All lines from the one containing "Target: fence post" down to the one containing "the white sky?", both ends included, are to be given again exactly; omit the rest of the listing below.

/---

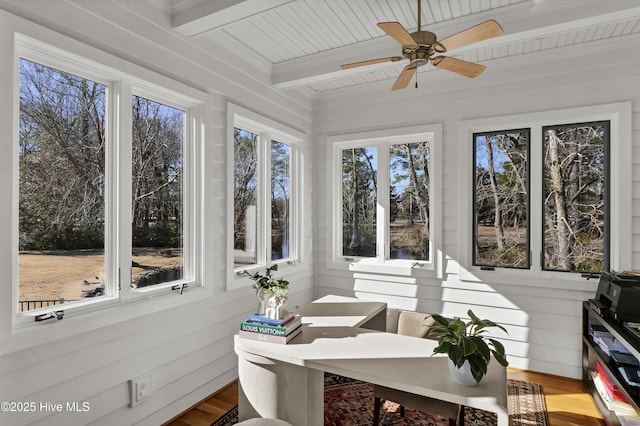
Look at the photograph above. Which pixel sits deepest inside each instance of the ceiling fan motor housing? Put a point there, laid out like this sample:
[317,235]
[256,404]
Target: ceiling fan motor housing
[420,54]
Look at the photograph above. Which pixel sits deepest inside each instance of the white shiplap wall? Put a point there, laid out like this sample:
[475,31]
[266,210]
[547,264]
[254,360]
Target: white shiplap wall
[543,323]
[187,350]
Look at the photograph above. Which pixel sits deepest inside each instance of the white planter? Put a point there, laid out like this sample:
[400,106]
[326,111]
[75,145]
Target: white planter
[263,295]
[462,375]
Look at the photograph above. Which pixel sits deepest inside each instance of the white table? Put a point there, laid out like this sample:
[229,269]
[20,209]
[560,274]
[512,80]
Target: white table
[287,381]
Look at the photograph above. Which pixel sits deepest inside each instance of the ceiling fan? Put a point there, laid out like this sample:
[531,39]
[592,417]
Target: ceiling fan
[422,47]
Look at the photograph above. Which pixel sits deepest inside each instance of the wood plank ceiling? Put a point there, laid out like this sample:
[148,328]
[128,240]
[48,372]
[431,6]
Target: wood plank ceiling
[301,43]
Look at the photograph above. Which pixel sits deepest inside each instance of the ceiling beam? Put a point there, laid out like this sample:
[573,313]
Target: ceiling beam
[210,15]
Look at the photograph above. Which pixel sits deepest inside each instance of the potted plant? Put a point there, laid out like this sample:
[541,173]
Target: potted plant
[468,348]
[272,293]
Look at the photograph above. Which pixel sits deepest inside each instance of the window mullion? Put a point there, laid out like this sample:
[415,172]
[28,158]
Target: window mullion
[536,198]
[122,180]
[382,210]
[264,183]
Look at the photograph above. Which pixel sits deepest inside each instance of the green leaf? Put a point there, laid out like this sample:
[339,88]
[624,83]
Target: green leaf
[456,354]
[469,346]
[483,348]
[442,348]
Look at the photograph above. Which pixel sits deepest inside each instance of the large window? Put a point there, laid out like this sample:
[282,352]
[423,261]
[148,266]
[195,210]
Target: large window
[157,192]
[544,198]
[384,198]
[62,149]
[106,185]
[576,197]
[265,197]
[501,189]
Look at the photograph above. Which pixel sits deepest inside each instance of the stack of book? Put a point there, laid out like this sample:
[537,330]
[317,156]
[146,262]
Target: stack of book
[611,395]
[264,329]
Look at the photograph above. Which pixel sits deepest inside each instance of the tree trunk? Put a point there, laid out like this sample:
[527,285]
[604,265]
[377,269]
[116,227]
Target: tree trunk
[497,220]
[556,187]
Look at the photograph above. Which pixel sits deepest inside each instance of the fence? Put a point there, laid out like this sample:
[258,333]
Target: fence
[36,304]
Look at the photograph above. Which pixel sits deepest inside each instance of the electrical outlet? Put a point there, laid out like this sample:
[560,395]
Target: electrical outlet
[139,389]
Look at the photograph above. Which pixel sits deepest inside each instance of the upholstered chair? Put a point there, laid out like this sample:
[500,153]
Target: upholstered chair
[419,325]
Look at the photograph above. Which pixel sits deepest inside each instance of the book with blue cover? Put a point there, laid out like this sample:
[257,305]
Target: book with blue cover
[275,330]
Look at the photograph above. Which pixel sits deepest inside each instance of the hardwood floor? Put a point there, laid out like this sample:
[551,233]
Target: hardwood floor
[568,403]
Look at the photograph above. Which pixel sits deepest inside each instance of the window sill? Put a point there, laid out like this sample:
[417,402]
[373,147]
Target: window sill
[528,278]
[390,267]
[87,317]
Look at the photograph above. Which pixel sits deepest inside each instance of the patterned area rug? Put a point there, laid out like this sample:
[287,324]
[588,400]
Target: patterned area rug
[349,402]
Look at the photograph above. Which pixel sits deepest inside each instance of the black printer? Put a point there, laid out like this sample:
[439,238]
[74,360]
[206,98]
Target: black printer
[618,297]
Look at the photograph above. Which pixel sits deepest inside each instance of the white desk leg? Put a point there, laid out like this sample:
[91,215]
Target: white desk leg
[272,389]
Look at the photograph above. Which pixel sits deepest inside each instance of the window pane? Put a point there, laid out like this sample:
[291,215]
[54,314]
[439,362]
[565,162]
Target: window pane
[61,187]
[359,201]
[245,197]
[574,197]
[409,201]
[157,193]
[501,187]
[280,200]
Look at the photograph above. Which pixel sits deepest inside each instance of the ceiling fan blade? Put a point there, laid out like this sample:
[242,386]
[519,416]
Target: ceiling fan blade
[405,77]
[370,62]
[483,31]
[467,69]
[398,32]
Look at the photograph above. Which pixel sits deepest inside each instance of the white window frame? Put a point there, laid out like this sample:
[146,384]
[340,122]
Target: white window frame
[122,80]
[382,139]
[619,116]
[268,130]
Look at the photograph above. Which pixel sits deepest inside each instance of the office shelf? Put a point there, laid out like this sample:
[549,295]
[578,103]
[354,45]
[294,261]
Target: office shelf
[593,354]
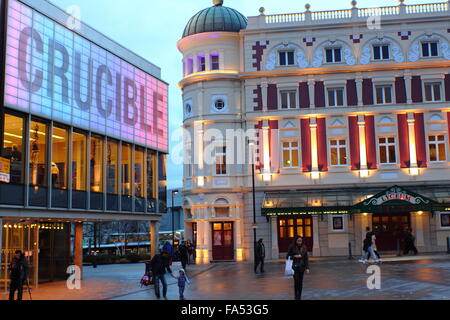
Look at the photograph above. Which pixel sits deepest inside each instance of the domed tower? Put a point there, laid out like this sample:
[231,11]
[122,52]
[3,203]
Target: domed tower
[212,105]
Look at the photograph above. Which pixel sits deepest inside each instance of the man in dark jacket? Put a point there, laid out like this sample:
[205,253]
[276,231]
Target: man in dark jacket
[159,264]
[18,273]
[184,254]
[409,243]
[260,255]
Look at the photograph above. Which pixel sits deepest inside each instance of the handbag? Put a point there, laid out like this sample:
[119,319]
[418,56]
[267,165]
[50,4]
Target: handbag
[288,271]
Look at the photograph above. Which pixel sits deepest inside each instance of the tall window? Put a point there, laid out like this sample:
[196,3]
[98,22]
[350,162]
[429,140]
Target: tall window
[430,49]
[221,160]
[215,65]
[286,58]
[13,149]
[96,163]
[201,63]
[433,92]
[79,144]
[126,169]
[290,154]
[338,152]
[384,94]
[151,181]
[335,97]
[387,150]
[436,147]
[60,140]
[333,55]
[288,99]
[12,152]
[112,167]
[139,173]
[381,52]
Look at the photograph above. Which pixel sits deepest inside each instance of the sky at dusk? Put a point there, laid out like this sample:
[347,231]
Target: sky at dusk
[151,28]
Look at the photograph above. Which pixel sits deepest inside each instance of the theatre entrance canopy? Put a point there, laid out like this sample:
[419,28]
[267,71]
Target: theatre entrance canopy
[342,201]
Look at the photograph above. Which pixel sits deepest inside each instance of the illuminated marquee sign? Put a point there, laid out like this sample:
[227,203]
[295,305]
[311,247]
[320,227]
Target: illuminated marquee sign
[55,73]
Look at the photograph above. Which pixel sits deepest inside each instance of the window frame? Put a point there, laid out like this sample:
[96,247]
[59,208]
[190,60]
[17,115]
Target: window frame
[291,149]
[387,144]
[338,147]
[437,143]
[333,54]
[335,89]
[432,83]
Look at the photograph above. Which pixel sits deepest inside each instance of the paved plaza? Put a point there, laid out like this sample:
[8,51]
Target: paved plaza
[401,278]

\---
/---

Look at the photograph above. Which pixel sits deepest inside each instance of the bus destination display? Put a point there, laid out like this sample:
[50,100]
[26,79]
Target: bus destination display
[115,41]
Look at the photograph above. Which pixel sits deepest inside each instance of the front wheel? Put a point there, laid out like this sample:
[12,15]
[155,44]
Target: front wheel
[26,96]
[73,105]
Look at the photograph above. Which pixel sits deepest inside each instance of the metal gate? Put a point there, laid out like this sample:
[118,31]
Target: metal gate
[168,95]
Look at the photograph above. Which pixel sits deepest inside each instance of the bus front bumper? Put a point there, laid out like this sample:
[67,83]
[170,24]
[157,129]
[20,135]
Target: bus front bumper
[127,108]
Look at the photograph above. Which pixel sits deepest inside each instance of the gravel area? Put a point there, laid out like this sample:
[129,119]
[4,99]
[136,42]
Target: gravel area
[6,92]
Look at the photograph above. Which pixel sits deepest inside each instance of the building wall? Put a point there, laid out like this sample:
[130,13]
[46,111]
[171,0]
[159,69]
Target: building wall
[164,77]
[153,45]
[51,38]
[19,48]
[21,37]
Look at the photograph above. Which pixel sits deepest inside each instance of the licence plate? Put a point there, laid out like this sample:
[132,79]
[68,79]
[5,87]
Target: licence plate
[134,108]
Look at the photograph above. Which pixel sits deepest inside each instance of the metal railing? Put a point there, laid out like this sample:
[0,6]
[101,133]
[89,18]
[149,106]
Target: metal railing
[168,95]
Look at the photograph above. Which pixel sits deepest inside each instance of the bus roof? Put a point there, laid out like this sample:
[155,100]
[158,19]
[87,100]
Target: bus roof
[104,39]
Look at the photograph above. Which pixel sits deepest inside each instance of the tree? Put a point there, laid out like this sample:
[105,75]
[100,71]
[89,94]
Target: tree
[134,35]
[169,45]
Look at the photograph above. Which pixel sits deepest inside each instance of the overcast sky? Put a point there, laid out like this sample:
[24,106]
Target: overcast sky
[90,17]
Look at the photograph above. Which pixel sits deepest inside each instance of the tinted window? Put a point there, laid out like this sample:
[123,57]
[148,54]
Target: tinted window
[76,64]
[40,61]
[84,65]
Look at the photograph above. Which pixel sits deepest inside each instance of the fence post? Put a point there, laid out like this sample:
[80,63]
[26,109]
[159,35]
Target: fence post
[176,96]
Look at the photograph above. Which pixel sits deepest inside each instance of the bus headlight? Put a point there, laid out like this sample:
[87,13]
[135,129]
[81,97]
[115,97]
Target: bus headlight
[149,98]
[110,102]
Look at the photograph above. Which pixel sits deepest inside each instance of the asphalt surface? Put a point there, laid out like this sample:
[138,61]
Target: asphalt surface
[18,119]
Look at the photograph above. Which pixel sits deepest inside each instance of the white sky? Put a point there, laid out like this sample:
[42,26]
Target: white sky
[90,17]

\---
/---

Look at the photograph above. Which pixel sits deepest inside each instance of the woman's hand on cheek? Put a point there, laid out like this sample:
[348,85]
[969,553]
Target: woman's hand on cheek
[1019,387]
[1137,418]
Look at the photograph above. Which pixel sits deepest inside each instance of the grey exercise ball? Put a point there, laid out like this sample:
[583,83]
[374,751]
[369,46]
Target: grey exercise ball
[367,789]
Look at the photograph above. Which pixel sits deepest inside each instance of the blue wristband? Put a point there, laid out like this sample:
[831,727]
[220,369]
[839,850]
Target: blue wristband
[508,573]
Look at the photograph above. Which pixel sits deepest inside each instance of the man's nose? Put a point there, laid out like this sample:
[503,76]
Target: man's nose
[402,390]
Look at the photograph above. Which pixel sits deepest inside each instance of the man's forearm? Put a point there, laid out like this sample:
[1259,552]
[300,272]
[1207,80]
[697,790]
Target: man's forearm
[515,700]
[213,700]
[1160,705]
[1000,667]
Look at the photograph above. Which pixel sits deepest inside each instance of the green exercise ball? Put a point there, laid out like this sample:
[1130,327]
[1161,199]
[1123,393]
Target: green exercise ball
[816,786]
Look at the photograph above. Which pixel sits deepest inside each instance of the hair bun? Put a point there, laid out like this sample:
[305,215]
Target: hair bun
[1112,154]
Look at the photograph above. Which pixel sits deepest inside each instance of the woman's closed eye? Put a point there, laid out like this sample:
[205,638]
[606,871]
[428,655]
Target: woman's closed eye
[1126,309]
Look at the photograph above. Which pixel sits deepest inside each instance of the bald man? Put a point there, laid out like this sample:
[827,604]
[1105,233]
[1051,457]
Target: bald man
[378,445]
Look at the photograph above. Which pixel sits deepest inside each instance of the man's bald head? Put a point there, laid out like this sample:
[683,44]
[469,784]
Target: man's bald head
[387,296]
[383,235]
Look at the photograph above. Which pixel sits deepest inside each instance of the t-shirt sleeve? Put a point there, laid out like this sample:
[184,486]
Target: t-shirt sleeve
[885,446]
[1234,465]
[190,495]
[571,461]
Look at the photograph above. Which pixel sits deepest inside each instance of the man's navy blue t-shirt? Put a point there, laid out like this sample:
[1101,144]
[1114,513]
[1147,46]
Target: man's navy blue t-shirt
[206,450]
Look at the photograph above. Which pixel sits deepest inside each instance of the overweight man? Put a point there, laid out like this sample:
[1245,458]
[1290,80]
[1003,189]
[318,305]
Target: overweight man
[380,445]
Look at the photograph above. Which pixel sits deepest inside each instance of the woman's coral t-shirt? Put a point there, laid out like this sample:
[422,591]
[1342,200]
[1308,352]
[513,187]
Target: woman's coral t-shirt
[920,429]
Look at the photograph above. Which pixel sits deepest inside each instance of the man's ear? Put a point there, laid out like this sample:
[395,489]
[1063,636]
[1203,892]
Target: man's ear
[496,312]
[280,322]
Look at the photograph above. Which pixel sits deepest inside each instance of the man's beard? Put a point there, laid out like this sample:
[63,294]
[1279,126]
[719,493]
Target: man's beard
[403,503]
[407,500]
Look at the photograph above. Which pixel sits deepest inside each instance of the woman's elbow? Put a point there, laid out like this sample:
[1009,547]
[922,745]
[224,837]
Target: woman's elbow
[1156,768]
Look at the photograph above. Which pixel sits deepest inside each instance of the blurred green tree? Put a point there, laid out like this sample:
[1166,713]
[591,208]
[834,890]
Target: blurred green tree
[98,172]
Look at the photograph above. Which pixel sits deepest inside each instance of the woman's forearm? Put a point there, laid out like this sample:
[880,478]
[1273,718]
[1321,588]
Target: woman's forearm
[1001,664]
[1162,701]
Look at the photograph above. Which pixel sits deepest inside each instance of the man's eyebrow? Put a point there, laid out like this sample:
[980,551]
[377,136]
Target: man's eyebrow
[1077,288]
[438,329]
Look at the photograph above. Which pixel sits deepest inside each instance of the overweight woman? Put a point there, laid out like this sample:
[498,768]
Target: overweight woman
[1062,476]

\---

Written response —
Target: fence post
[176,96]
Look at the photograph above. Which pixel sits deepest inside each instance of the bus headlight? Put a point there, laid out like this sample:
[87,13]
[135,129]
[81,97]
[115,97]
Target: bus headlight
[149,98]
[110,102]
Look at the photograph above. Which pixel sits deepest inside each instance of the asphalt surface? Put a point there, laid out like this sample:
[138,61]
Target: asphalt surface
[18,119]
Look at the photograph above. Which pixel sits deepest inside each instance of the white sky? Put a point there, laid out like this sample:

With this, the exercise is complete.